• GOAL: Copy the material below word for word, with every line in its original order. Leave out the pictures.

** START OF RECORDS TO PROCESS **

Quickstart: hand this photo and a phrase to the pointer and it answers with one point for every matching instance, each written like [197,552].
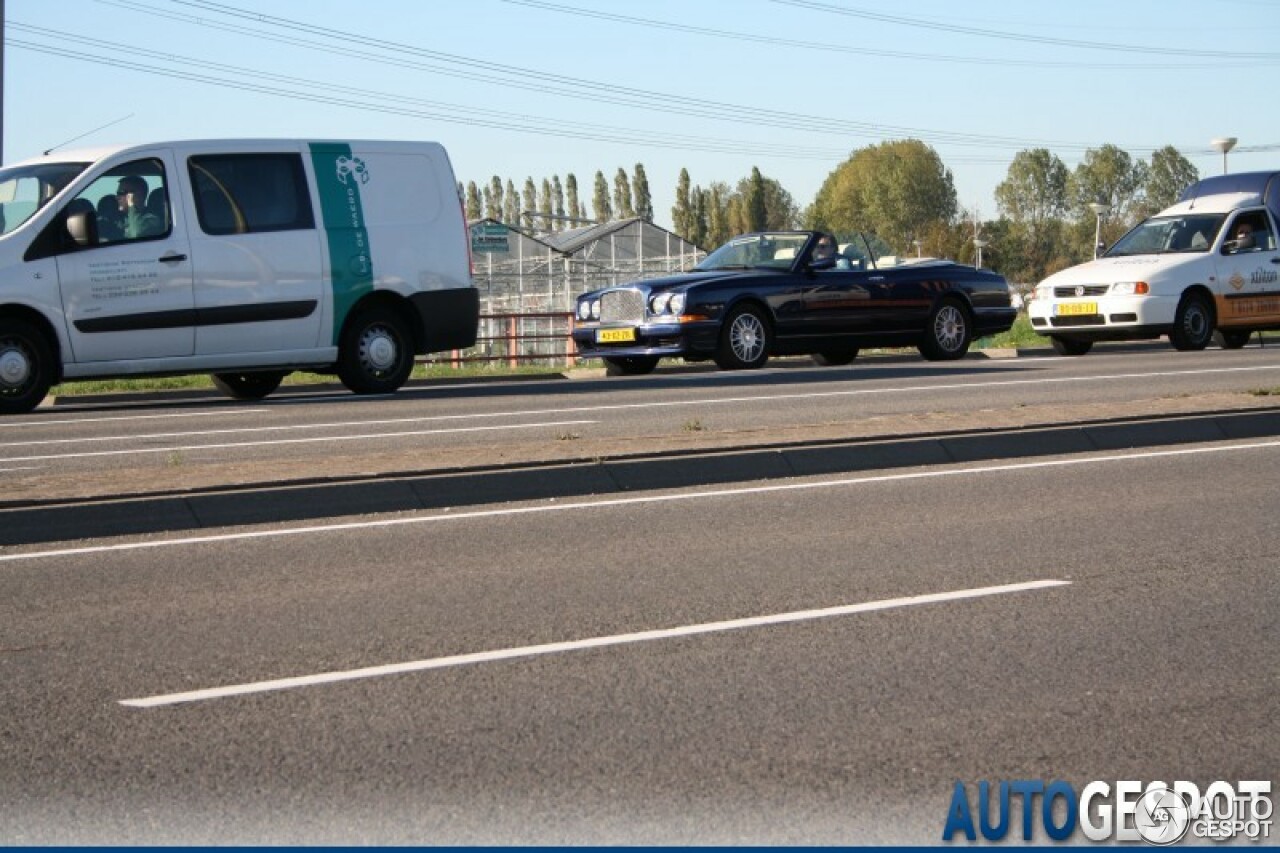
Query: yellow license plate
[615,336]
[1077,309]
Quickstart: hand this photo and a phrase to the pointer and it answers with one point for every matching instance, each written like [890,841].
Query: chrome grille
[1080,290]
[622,306]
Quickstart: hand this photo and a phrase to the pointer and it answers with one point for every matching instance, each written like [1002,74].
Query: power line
[1014,36]
[775,41]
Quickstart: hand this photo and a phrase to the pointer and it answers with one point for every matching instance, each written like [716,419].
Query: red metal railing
[516,338]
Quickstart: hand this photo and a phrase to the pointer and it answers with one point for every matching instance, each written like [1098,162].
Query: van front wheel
[375,352]
[26,366]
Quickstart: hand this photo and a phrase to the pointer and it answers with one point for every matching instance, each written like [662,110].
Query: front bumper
[1104,318]
[664,340]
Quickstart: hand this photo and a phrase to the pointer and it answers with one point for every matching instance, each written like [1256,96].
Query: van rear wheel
[375,352]
[248,386]
[26,366]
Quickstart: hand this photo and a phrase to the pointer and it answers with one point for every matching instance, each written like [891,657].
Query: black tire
[375,352]
[745,340]
[835,357]
[1193,324]
[947,333]
[1232,338]
[630,365]
[1070,346]
[26,366]
[248,386]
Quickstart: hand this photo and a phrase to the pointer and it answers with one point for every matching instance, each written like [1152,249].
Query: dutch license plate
[615,336]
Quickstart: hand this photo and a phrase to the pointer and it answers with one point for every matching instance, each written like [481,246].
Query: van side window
[245,194]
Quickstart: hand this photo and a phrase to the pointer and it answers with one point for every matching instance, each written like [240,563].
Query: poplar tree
[622,195]
[682,209]
[544,206]
[558,201]
[640,187]
[530,197]
[600,208]
[575,209]
[511,205]
[493,205]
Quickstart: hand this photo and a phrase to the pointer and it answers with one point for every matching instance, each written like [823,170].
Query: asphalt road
[88,448]
[1139,644]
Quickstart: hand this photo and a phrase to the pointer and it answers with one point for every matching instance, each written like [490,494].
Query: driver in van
[131,195]
[1243,236]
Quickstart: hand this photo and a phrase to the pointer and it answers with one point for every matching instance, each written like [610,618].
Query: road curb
[414,491]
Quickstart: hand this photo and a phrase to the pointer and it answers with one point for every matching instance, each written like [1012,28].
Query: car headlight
[1130,288]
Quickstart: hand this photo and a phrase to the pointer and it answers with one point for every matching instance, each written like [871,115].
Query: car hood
[684,279]
[1106,270]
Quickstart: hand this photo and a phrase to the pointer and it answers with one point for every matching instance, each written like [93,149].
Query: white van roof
[213,145]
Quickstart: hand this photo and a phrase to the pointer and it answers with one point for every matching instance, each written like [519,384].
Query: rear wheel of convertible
[375,352]
[836,357]
[26,366]
[248,386]
[1070,346]
[629,365]
[745,340]
[949,332]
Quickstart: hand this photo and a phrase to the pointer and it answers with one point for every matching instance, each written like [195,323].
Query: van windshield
[24,190]
[1164,235]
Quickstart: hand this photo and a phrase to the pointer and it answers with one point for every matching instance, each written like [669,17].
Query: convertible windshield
[24,190]
[776,251]
[1187,233]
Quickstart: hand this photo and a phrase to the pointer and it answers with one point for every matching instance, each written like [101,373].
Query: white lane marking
[170,448]
[575,506]
[586,410]
[577,646]
[64,422]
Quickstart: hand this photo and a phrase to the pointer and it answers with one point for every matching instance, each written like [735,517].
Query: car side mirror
[82,228]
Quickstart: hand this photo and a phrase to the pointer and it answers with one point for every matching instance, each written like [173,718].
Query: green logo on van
[338,179]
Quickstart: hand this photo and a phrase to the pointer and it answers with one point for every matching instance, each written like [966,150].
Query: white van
[1207,264]
[246,259]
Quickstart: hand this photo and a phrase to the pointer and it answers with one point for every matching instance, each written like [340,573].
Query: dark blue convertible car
[782,293]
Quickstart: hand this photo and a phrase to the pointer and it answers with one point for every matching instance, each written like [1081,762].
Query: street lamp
[1098,208]
[1223,144]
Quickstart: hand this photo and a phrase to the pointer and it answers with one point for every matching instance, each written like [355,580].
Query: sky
[548,87]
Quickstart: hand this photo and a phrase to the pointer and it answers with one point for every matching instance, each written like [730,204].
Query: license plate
[615,336]
[1077,309]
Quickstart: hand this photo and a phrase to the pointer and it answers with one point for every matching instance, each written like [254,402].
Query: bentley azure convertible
[791,293]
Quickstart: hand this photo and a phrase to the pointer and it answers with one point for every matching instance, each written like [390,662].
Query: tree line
[557,206]
[900,191]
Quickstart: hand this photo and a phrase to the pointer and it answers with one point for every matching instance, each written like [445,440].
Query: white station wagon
[1210,264]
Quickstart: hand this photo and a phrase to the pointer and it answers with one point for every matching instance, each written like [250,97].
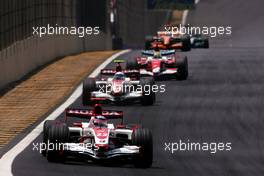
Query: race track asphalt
[222,101]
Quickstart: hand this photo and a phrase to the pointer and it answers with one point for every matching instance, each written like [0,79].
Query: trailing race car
[159,64]
[168,40]
[95,139]
[123,86]
[199,41]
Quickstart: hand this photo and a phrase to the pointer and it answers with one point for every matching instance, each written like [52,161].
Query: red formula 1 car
[95,139]
[168,40]
[160,64]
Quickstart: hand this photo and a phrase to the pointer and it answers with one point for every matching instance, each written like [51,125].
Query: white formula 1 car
[123,86]
[94,139]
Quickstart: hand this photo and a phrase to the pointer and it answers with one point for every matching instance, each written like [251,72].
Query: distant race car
[199,41]
[168,40]
[95,139]
[159,64]
[122,86]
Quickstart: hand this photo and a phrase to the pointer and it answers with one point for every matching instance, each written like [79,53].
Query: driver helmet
[119,76]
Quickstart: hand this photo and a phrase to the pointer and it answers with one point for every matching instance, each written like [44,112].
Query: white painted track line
[8,158]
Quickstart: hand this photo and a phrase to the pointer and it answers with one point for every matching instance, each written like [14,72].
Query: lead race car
[168,40]
[95,139]
[123,86]
[160,64]
[199,41]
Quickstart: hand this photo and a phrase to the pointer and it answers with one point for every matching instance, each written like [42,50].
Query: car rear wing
[129,73]
[88,113]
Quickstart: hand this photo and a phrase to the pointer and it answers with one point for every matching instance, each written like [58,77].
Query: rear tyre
[89,85]
[143,138]
[58,134]
[46,127]
[182,67]
[186,43]
[132,64]
[148,96]
[148,41]
[206,43]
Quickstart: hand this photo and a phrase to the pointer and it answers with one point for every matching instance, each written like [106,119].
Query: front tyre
[57,136]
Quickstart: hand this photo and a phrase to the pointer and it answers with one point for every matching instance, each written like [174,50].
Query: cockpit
[119,76]
[99,121]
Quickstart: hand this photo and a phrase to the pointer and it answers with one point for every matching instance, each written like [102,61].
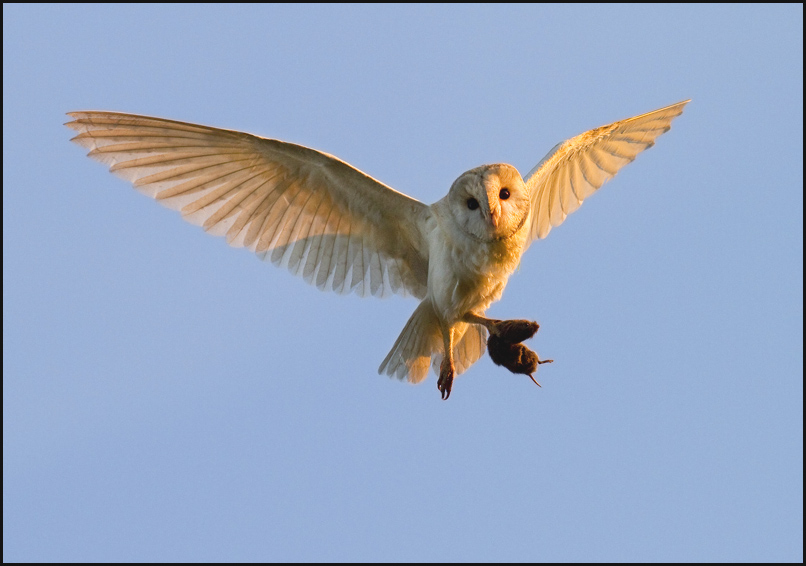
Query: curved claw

** END OF RECORDS TO PROCESS **

• THE OUTPUT:
Quickstart: hand this photo and a phrase to the pointer and it answers with one point for every matching instance, each written like [197,552].
Query: yellow license plate
[615,336]
[1077,309]
Quickstart: hand this photo and a phrase to the pointer and it answers with one point for every matching instance, each written like [890,841].
Query: chrome grille
[1080,290]
[622,306]
Quickstart: hand this photo and a phrase to the pointer and it answers with one point for every matching instance, each written like [1002,74].
Query: power line
[1014,36]
[775,41]
Quickstart: hand this photo and a phrase to the pointer and it answers with one point for every matching instance, each written like [716,419].
Query: red metal railing
[516,338]
Quickstart: hand this photo and a phrase to the pointer and it answers with one point for every matching instance, each written like [1098,162].
Query: van front wheel
[375,352]
[26,366]
Quickstart: hand this photo and a phrase to the pointer and it answers with one point for every matching instance, each written like [662,110].
Query: front bumper
[1104,318]
[664,340]
Quickstart: hand this photo and a phrase to the pointer and it answers with one point for every matching instance, each written like [1256,96].
Query: van rear wheel
[375,352]
[248,386]
[26,366]
Quickstart: hand this photo and a phrase to the pointer and it answers with one point for every matching instance, each written like [891,657].
Query: black tire
[375,352]
[745,340]
[835,357]
[1193,324]
[947,333]
[1232,338]
[630,365]
[1070,346]
[26,366]
[248,386]
Quickstart: hand this photo and a phrase to the pointer and it answers with one point for every matching instance, each written like [1152,249].
Query: dutch license plate
[615,336]
Quickstart: hand this photo and a phrase to the pointer and it answers with one point for every matching instance, each written like [481,246].
Query: van side window
[245,194]
Quickstart: hand this photo and a phrase to the pointer and it answers with one point for every matching instance, each written like [240,563].
Query: poplar tree
[622,195]
[682,209]
[544,206]
[558,201]
[640,187]
[530,197]
[600,208]
[575,209]
[511,205]
[493,205]
Quickstart: hand this photo and a phrase to the pointer and it answers with one point for every matching instance, each written like [823,170].
Query: asphalt road
[88,448]
[1139,644]
Quickstart: hand this photo and a phrase to the pointer and it answers with one point for every matching instance, each written like [490,494].
Query: driver in van
[131,195]
[1243,236]
Quickstart: hand this photo and a phrase to the pointer and it answers with one point for every matching instance, each written like [610,618].
Query: road curb
[414,491]
Quickstart: hand this photo and a phrase to the pointer and it answers with one point for every matching instance, each written like [1012,28].
Query: car headlight
[1130,288]
Quickstart: hand this photo and a phrase to the pointer and it answers with one point for every matching instance, each written like [871,115].
Query: car hood
[684,279]
[1106,270]
Quickstart: hand this photo and a phrase to the pointer and it answers with one point for every matching instance, each written like [93,149].
Query: white van roof
[213,145]
Quickstart: hand this photo and a phrase to the pointer and it answers with one point for every matching instance, each written like [519,384].
Query: rear wheel of convertible
[375,352]
[836,357]
[26,366]
[248,386]
[1070,346]
[629,365]
[745,340]
[949,332]
Quickstart: hand this photo and a phrase to the pointer and it answers with one point for every matching instance, each written like [195,323].
Query: van windshield
[24,190]
[1164,235]
Quickstart: hand this photo and a phrase to the pointer and it answers with one point for every matching instance, each written like [669,17].
Query: convertible windshield
[24,190]
[776,251]
[1187,233]
Quickstart: hand this photo and a phrase to the pointer and it answers with one point for every matching instance, each written like [101,373].
Query: white lane marking
[170,448]
[575,506]
[586,410]
[577,646]
[64,422]
Quickstart: hand this photo and a phrase to the pointer and it answers with one point for every matching instance, each written like [735,517].
Query: car side mirror
[82,228]
Quickstart: hand this photo and a phrase to the pointer and it answers with one point for every matching instance, each written like [173,718].
Query: green logo on van
[338,179]
Quickstart: hand this photo and a phrase to the pointer and it answers with one point for every matching instance, each written like [966,150].
Query: white van
[1207,264]
[246,259]
Quickstart: hand this photo and a phrase to the pointer and it answers with one point for every matching instance, each written like [340,573].
Query: dark blue convertible car
[782,293]
Quickstart: hand this photo and a phrase to the pointer and it answers with one point for every matching instance, each written like [1081,762].
Query: street lamp
[1098,208]
[1223,144]
Quickstart: hand this photo and a phrase to the pointer and it answers with one point for every matching instance, each written like [355,580].
Query: sky
[548,87]
Quickstart: hand this photo and a phrase to the pointer and it answers with one point for every matching instance, each written like [730,204].
Query: license plate
[615,336]
[1077,309]
Quickstart: hand this photo and a phrase to the pointer and it answers with one point for every matching instance, each written like [254,402].
Query: bentley azure convertible
[791,293]
Quickstart: hand this photo and a phrase to the pointer and it answers with one point for every matching instance, each written like [390,662].
Query: tree line
[557,206]
[900,191]
Quickstart: hand this photo and a phrase to the pointer and it answers with one point for every matching instance, each written like [445,440].
Query: white station wagon
[1210,264]
Quickstart: hand this photo and a phrase to the pointer and it answers with one point for every matching instance, each written like [250,97].
Query: race track asphalt
[222,101]
Quickstart: hand this photo and a phrase to the pointer and it answers with one point for every matching instance, each written like [0,79].
Query: trailing race car
[159,64]
[168,40]
[95,139]
[123,86]
[199,41]
Quickstart: hand this photo and a phrase to the pointer and it answers with one point for every matching instance, each written like [52,161].
Query: red formula 1 car
[95,139]
[168,40]
[160,64]
Quickstart: hand this photo and a phrase to the pointer and it answers with one point for every matching instance, each written like [51,125].
Query: white formula 1 car
[123,86]
[94,139]
Quickstart: hand this photo and a phrase to the pointer and it answers with one point for every matching instance, each written like [251,72].
Query: distant race car
[199,41]
[168,40]
[95,139]
[159,64]
[122,86]
Quickstart: hand this photo and a phrase to the pointer and it answers with one point for every matching instance, each written like [79,53].
Query: driver helmet
[119,76]
Quickstart: hand this photo and a phrase to the pointer and it answers with one point for every matching instance, each written like [44,112].
Query: white painted track line
[8,158]
Quickstart: hand this photo and a phrase to the pointer and it answers with one point for every matching instance, each written like [14,72].
Query: lead race car
[168,40]
[95,139]
[123,86]
[160,64]
[199,41]
Quickstart: hand this photo and a phrase to the pointer and it answers with one point for every matching instance, each written like [42,50].
Query: car rear wing
[129,73]
[88,113]
Quickstart: hand this photo and a phrase to the pointer and it answers with one point for every matching instance, each written like [58,77].
Query: rear tyre
[89,85]
[143,138]
[58,134]
[46,127]
[182,67]
[186,43]
[132,64]
[148,96]
[148,41]
[206,43]
Quickstart: hand this photo and a phrase to the pointer and it answers with one point for every matching instance, each written like [106,119].
Query: front tyre
[57,136]
Quickstart: hand this photo and a phrase to the pointer and it answers with one point for every matching instance, each written like [174,50].
Query: cockpit
[119,76]
[99,121]
Quickstart: hand this photo and a phrase to the pointer and it answers with one point for every matching instance, each written like [102,61].
Query: curved claw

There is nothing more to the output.